Absolutely. I know electrolysis isn't the way to go for large quantities. Unless I can figure a way to pump the fix through a ss cathode or pay for a very expensive inert cathode. I'm still learning and I know even then with all of the things I've been learning doing it electrically will not get all of the silver out. But I am experimenting and learning and I really appreciate you guys help. I take everything people tell me and try to learn from it.

As far as the cartridge I do have something similar I built. I use gravity to push the fix through at 100ml a minute. I have a few prototypes that have been really good and I can build 4 for 100 bucks. It's just taking time to build and my next issue is security. People could just take them if they really wanted to. One of my client is directly across from the county jail and they have already had problem. I'm pretty sure they wouldn't know what they are looking at and would be hard for one person to pick up and throw over a fence but it could be done. 


Thanks again 
Michael


----------



## Mmon2616 (Jul 9, 2014)

Fonnie. 

How do you treat your fix? I know you have said a couple ways you do things but is there a way you think is most practical? I am always willing to learn. What all do you recover pms from? Can I pm you? I have many questions just to pick your brain because I want to learn everything I can. 

Best regards!
Michael


----------



## fonnie (Jul 10, 2014)

for the moment I'm just doing electrolysis on industrial fixer, pumping from a plastic jerrycan to a plastic box, overflow to the jerrycan, and let it run.
It just needs a bit of adjusting amperage as the silvercontents goes down, to avoid black (Sulfide) deposit.

When all (nothing on silverestimation paper) is recovered, I start the next batch.
I now have some jerrycans with 'cleaned' fixer, which I know has still some Ag in it, hence the question of the Zincproces

I've already poured some small bars (around 50gram), but for the moment just collecting for a bigger bar.

In the mean time I'm passing undeveloped film to the 'cleaned' fixer, so I can restart the recovery.

Next plan is to try to recover silver from developed film, going the Fe3Cl way. Problem is finding the chemicals.

You should also note: I'm not doing this as a business, more as an experiment or hobby.

If I would calculate everything (hours, electricity, chemicals, labor, tools) I do not know if it is worth a lot.
☆ ☆ ☆ ☆ ☆
GOAL OF THE EXERCISE – Repeat word for word the part of the forum thread on recovering silver from fixer that opens with the words containing "## fonnie (Jul" and closes with "black (Sulfide) deposit.". These records were taken from a different source than the text.

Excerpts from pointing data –
☆ ☆ ☆ ☆ ☆
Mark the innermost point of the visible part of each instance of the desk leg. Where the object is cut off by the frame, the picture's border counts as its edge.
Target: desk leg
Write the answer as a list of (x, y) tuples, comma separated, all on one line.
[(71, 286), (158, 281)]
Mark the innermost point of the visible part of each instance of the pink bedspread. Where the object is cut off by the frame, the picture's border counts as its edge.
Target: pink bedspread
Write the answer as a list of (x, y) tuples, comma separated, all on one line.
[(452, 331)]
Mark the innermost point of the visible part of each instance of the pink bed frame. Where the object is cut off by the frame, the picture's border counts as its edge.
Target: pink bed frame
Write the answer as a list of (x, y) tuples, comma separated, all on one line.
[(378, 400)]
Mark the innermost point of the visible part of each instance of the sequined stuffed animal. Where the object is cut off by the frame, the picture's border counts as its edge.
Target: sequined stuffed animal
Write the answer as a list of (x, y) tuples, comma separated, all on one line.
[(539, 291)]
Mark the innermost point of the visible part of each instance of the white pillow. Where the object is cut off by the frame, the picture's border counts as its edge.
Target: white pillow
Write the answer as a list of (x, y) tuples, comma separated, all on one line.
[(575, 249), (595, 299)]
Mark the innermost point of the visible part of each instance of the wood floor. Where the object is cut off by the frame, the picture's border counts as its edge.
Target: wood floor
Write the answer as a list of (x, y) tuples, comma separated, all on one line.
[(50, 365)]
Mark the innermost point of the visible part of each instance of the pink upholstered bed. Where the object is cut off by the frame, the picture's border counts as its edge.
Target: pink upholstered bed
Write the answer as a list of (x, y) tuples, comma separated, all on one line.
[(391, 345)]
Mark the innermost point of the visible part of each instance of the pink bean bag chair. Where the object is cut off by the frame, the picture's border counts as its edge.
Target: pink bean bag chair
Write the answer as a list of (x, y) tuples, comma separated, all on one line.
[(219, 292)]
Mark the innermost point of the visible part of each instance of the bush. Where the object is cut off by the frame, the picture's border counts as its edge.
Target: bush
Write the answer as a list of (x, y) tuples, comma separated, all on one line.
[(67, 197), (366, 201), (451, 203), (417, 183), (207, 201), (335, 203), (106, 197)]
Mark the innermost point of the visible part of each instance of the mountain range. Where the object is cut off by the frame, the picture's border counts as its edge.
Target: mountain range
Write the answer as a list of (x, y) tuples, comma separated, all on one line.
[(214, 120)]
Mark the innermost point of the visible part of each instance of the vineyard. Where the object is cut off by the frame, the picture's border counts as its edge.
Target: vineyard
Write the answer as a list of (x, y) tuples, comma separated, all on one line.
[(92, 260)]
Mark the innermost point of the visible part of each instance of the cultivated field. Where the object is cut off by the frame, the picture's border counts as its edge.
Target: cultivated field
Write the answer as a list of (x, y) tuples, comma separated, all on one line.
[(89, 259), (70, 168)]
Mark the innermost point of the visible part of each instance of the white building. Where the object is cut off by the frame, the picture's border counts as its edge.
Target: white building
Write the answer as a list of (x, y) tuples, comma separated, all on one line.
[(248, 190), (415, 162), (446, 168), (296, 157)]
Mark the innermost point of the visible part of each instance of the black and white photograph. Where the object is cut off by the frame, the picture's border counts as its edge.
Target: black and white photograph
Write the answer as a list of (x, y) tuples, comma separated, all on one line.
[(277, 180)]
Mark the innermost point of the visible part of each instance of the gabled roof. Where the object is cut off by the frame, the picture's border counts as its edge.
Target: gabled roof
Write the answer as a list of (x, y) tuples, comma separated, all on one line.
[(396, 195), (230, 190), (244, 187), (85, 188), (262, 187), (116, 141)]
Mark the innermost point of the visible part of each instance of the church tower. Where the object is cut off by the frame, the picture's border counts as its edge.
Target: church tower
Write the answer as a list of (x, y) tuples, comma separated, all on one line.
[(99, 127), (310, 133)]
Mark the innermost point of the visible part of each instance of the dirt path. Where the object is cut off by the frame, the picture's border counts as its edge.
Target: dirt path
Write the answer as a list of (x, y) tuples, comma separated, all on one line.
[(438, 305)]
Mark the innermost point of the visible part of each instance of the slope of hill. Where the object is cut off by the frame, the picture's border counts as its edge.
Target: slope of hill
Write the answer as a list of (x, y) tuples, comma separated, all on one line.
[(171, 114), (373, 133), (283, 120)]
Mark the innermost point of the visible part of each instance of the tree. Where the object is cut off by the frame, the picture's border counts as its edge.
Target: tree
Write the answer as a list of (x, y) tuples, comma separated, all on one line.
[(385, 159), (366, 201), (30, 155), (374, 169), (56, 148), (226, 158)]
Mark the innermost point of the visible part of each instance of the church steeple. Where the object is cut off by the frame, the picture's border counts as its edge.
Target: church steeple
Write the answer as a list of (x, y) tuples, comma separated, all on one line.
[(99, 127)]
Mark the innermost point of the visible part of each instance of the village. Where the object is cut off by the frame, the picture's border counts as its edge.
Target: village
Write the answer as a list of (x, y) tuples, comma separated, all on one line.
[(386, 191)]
☆ ☆ ☆ ☆ ☆
OUTPUT FOR THIS TASK –
## fonnie (Jul 10, 2014)

for the moment I'm just doing electrolysis on industrial fixer, pumping from a plastic jerrycan to a plastic box, overflow to the jerrycan, and let it run.
It just needs a bit of adjusting amperage as the silvercontents goes down, to avoid black (Sulfide) deposit.